─── EXERCISE DATA
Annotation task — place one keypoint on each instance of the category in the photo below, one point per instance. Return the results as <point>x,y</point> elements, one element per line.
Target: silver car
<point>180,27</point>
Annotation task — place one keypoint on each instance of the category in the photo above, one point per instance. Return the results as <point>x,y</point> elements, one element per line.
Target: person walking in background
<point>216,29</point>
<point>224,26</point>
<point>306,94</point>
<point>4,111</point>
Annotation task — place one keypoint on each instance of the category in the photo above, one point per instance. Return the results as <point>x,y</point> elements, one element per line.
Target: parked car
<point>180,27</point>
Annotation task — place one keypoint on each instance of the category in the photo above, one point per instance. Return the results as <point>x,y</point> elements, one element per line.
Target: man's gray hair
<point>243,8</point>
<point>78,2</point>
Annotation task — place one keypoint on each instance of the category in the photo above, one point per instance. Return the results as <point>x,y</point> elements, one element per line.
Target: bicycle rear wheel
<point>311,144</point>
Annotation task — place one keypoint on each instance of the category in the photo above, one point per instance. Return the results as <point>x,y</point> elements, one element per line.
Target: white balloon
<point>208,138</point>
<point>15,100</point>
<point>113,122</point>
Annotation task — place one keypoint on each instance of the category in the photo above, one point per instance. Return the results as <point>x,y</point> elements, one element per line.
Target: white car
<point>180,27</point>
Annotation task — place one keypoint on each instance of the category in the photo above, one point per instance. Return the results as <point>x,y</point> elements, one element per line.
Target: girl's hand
──────
■ INSTRUCTION: Please rewrite all of the items above, renaming "keypoint" to "marker" wherever it appears and leaving everything else unchanged.

■ THE REPLY:
Annotation task — place one marker on each instance of the category in the photo below, one point per instance. Return the results as <point>x,y</point> elements, one element per line.
Target: silver car
<point>180,27</point>
Annotation task — place one marker on each instance of the category in the photo above, one point per instance. Return the results as <point>x,y</point> elements, one element per line.
Target: person walking in background
<point>216,29</point>
<point>224,26</point>
<point>306,94</point>
<point>4,111</point>
Annotation task — place one marker on each instance of the category in the photo above, one point per instance. Return the results as <point>x,y</point> elements, one element per line.
Target: parked car
<point>180,27</point>
Annotation task — place one marker on each instance of the category in the photo above, one point per instance. Return the results as <point>x,y</point> elements, one element per line.
Target: man's gray hair
<point>243,8</point>
<point>78,2</point>
Annotation task — place one marker on each instance of the category in the photo above, one point per instance. Return the results as <point>x,y</point> elements, one element per line.
Target: bicycle rear wheel
<point>311,144</point>
Annotation task — place one marker on each instance of the category in the photo above, one point per instance. Return the results as <point>x,y</point> elements, one element per line.
Target: white balloon
<point>208,138</point>
<point>15,100</point>
<point>113,122</point>
Annotation task — place one marker on each instance of the category in the photo above, one point per instance. Return the results as <point>x,y</point> elements, one element per line.
Target: white car
<point>180,27</point>
Annotation task — place one marker on each instance of the category in the photo above, one point per instance. Return the results as <point>x,y</point> elements, one element per line.
Target: girl's hand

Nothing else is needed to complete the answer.